▶ LIST OF TASKS
(a) Which foods does the diabetes passage name as examples of ones that boost the immune system?
(b) Please reproduce the diabetes passage word for word, starting at "At first, the" and ending at "even really began.".

At first, the signs were nearly imperceptible. Your kid began drinking a lot more water and needed more potty breaks than ever before. Maybe she was constantly tired or experienced inexplicable signs of nausea. In any case, it was clear you needed to take her to a pediatrician.
The diagnosis? Type 1 diabetes mellitus. A disease that impairs your child’s body from producing insulin and introduces a world of new routines, concerns, and fears. It can feel like your child’s life is ending before it even really began.
If you’ve found yourself in a similar situation, know that you and your child will work through this. While type 1 diabetes can lead to severe mental and financial burdens, there are ways you both can overcome.
In some ways, diabetes will change the way you view the world. Because it is an autoimmune disease, you will need to be particularly cautious to prevent your youngster from getting ill. As antibiotic-resistant superbugs become more prevalent, people with autoimmune issues need to be especially wary. Take some preventative measures: Teach your child good hygiene habits and make sure her diet has plenty of foods that boost the immune system, such as green leafy vegetables and citrus fruits. If she gets sick regardless, regularly check blood glucose and ketone levels. Sickness can affect blood glucose levels, so keep a close eye on these numbers.

▶ RECORDED DATA

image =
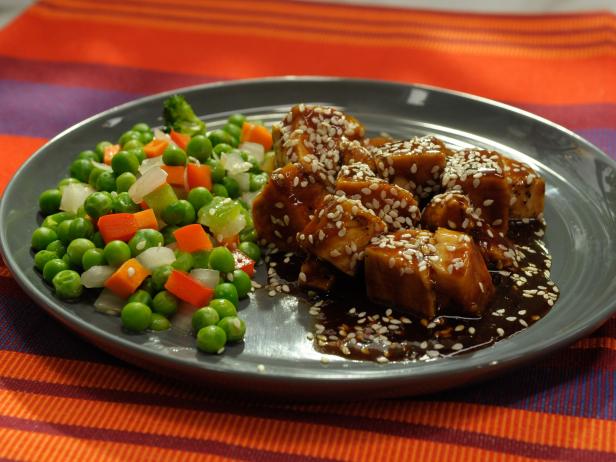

▶ ANSWERS IN ORDER
(a) Green leafy vegetables and citrus fruits.

(b)
At first, the signs were nearly imperceptible. Your kid began drinking a lot more water and needed more potty breaks than ever before. Maybe she was constantly tired or experienced inexplicable signs of nausea. In any case, it was clear you needed to take her to a pediatrician.
The diagnosis? Type 1 diabetes mellitus. A disease that impairs your child’s body from producing insulin and introduces a world of new routines, concerns, and fears. It can feel like your child’s life is ending before it even really began.